• [PASSAGE TO READ]:
[BEGIN]
Seven bonus clips from the Festival archives (7:32) are available to peruse, and they are all entertaining. "How to Be a Real Man" might be the best, as it melodramatically depicts a man choosing God over popular music, but "Harassment Comedy"'s awful, offensive joke examples are a close second. You also get the heavy-handed religious message of "Courtship vs. Dating", a strange dog-starring soap opera, the educational "How to Raise a Street-Smart Kid", a dandy illustration of "More Trick and Fancy Roping", and "More Rock Vocals", which will teach you how to hold that high note your Stryper cover band needs.

Wrapping up the content is an amusing 2:18 interview with Greg Thompson, star of "At Home with English", the ESL videos with questionable vocabulary and grammar choices.

Each disc also features a 2:01 trailer for Joe and Nick's documentary Dirty Country.
[END]
• [OBJECTIVE 1]:
Transcribe the portion of the review of the disc's bonus features that opens with the words containing "Wrapping up the" and closes with "and grammar choices.".
• [OBJECTIVE 2]:
Go on with the review of the disc's bonus features, writing what would follow its final sentence.

• [SOURCE MATERIAL]:
[BEGIN]
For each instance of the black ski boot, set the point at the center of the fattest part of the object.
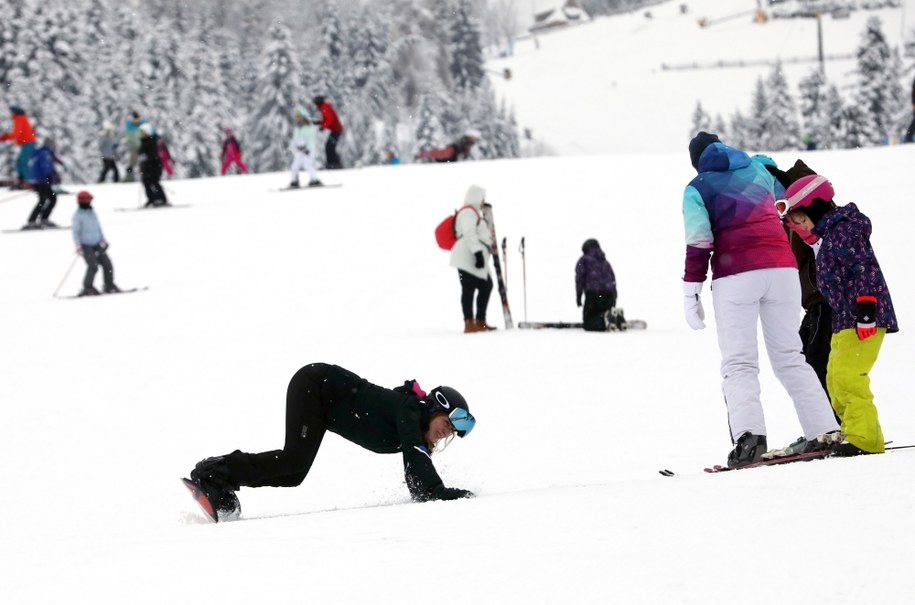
[END]
• [EXERCISE RESPONSE 1]:
Wrapping up the content is an amusing 2:18 interview with Greg Thompson, star of "At Home with English", the ESL videos with questionable vocabulary and grammar choices.

• [EXERCISE RESPONSE 2]:
The Bottom Line
The second set of The Found Footage Festival sees the team up its game, for both good (better looking theater footage) and bad (more and longer original bits) effect. The found footage is about the same as before, hitting on the genres that have worked before and sprinkling in some new stuff, with the results being consistently funny, with perhaps a higher batting average on the truly hilarious material. The quality is solid across the board, and there's more bonus content to check out, marking this set as a very funny step up from their debut.


Francis Rizzo III is a native Long Islander, where he works in academia. In his spare time, he enjoys watching hockey, writing and spending time with his wife, daughter and puppy.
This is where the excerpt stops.